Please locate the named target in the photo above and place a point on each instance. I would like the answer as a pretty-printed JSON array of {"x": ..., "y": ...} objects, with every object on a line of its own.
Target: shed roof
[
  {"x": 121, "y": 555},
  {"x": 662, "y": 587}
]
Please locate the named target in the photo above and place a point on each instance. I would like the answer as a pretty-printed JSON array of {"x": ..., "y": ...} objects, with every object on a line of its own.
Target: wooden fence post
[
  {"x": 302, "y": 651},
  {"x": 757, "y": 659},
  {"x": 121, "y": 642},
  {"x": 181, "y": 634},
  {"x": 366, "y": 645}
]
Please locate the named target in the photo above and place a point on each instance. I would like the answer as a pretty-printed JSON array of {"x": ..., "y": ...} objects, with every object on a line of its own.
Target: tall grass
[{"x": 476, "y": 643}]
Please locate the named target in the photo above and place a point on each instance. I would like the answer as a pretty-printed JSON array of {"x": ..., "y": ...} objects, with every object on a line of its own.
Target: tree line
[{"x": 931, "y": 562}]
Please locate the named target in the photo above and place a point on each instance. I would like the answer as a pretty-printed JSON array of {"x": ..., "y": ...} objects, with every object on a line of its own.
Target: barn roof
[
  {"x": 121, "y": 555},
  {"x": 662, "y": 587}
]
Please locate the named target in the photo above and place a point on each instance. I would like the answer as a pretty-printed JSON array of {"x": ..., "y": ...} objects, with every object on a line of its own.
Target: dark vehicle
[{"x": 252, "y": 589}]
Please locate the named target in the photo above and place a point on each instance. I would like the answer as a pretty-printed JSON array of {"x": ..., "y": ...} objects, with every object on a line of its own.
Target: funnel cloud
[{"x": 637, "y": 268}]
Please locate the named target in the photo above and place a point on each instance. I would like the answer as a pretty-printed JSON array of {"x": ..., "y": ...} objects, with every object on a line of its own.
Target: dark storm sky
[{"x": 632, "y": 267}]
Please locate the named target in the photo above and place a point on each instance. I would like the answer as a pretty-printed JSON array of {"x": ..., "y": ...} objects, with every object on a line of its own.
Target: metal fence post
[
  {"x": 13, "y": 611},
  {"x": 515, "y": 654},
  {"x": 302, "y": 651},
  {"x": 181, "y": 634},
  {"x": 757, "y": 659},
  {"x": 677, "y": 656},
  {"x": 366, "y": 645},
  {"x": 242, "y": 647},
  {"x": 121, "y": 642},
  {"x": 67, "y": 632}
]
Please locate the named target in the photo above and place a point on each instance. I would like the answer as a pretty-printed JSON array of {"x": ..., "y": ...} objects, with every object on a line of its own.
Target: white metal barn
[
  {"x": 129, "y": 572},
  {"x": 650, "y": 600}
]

**Request**
Your task is to retype all the records above with nothing left out.

**In response**
Please locate the named target in the photo above and place a point on each instance. I would like the answer as a pretty-printed JSON array of {"x": ..., "y": ...} objects, with every object on a line of its own.
Target: shed roof
[
  {"x": 121, "y": 555},
  {"x": 662, "y": 587}
]
Please locate the named target in the photo above and place a point on each instance. I would like the answer as a pretty-printed JSON array of {"x": ..., "y": ...} objects, with every object on a line of its own.
Target: wooden fence post
[
  {"x": 302, "y": 651},
  {"x": 757, "y": 659},
  {"x": 121, "y": 642},
  {"x": 181, "y": 634},
  {"x": 366, "y": 645}
]
Please locate the named target in the photo above and place a point on each instance. I would like the answer as a pretty-printed JSON array of {"x": ..., "y": ...} objects, with every object on a line of its own.
Target: tall grass
[{"x": 476, "y": 643}]
Please locate the named target in the photo above and place a point on each instance. I would like the answer as a pretty-printed JSON array of {"x": ..., "y": ...} objects, with every object on a line of its own.
Target: tree line
[{"x": 931, "y": 562}]
Please locate the named target in the photo above and place a point on each instance. I would like the answer as a pretty-printed JSON array of {"x": ..., "y": ...} objects, with every object on a line of its own.
Target: barn roof
[
  {"x": 121, "y": 555},
  {"x": 662, "y": 587}
]
Please locate the named target in the photo above and place a point on each instance. I would like the answer as a pretty-printed JSON array of {"x": ..., "y": ...} objects, with every object on a line of its own.
Target: dark vehicle
[{"x": 252, "y": 589}]
Please locate the named target in the photo above and place a point on each instance. I would like the answer as a pretty-printed JSON array of {"x": ..., "y": ...} objects, with every object on a line of its own.
Target: funnel cloud
[{"x": 637, "y": 268}]
Please locate the named target in the photo above and place a point on each instance. I would like the answer as a pretty-printed JSON array of {"x": ..., "y": ...} objects, with every object on a line of its own.
Target: dark storm sky
[{"x": 632, "y": 267}]
Please locate the named target in the photo above and place a point on each instance. I would like the answer as a pretty-printed JSON array of {"x": ..., "y": ...} objects, with every object on a line of its own.
Target: metal fence post
[
  {"x": 13, "y": 611},
  {"x": 515, "y": 654},
  {"x": 302, "y": 651},
  {"x": 181, "y": 634},
  {"x": 757, "y": 659},
  {"x": 677, "y": 656},
  {"x": 366, "y": 645},
  {"x": 242, "y": 647},
  {"x": 121, "y": 642},
  {"x": 67, "y": 632}
]
Please locate the named target in the photo above and place a point on each instance. I would like the answer as a pretty-printed JSON array of {"x": ..., "y": ...} objects, with every object on a line of its own.
Target: white metal barn
[
  {"x": 129, "y": 572},
  {"x": 650, "y": 600}
]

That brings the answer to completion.